Lemmatizer
classThe Lemmatizer supports simple part-of-speech-sensitive suffix rules and
lookup tables.
Lemmatizer.__init__ method
Initialize a Lemmatizer. Typically, this happens under the hood within spaCy
when a Language subclass and its Vocab is initialized.
| Name | Type | Description |
|---|---|---|
lookups v2.2 | Lookups | The lookups object containing the (optional) tables "lemma_rules", "lemma_index", "lemma_exc" and "lemma_lookup". |
| RETURNS | Lemmatizer | The newly created object. |
Lemmatizer.__call__ method
Lemmatize a string.
| Name | Type | Description |
|---|---|---|
string | unicode | The string to lemmatize, e.g. the token text. |
univ_pos | unicode / int | The token’s universal part-of-speech tag. |
morphology | dict / None | Morphological features following the Universal Dependencies scheme. |
| RETURNS | list | The available lemmas for the string. |
Lemmatizer.lookup methodv2.0
Look up a lemma in the lookup table, if available. If no lemma is found, the
original string is returned. Languages can provide a
lookup table via the Lookups.

LIST OF TASKS:
• 1. In the Lemmatizer documentation, what does the lookup method return when no lemma is found?
• 2. Retype the Lemmatizer documentation between "Lemmatizer.__init__ method" and "Vocab is initialized.", inclusive.
• 3. Continue the Lemmatizer documentation from where it stops.
The records are separate material and are not part of the Lemmatizer documentation.

ENTRIES PROVIDED:

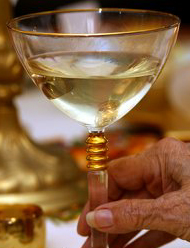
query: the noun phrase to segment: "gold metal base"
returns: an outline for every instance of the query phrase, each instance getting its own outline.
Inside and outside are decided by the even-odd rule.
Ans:
[[[90,133],[87,140],[87,168],[89,171],[105,170],[107,168],[107,139],[102,132]]]

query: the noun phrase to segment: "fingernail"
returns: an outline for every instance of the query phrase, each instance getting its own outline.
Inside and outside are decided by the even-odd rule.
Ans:
[[[107,209],[92,211],[86,215],[86,222],[95,228],[110,227],[113,225],[113,215]]]

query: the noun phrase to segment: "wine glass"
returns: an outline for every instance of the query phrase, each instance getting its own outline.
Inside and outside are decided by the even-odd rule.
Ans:
[[[57,108],[88,128],[91,210],[108,201],[104,130],[148,92],[179,24],[171,14],[127,9],[58,10],[7,24],[33,82]],[[107,235],[92,229],[91,247],[108,247]]]

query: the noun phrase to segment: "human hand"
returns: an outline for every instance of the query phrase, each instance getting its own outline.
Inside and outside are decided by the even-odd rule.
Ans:
[[[108,174],[110,203],[93,212],[87,203],[79,234],[90,236],[88,224],[110,233],[110,248],[123,247],[142,229],[149,231],[128,248],[157,248],[176,237],[190,241],[189,144],[163,139],[141,154],[112,161]],[[90,238],[83,245],[89,247]]]

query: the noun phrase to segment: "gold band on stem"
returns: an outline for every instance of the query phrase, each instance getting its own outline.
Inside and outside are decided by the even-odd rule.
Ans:
[[[107,147],[108,140],[104,133],[90,133],[87,140],[87,168],[90,171],[105,170],[107,168]]]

ANSWERS PROVIDED:
• 1. The original string.

• 2.
Lemmatizer.__init__ method
Initialize a Lemmatizer. Typically, this happens under the hood within spaCy
when a Language subclass and its Vocab is initialized.

• 3.
| Name | Type | Description |
|---|---|---|
string | unicode | The string to look up. |
orth | int | Optional hash of the string to look up. If not set, the string will be used and hashed. Defaults to None. |
| RETURNS | unicode | The lemma if the string was found, otherwise the original string. |
Lemmatizer.is_base_form method
Check whether we’re dealing with an uninflected paradigm, so we can avoid lemmatization entirely.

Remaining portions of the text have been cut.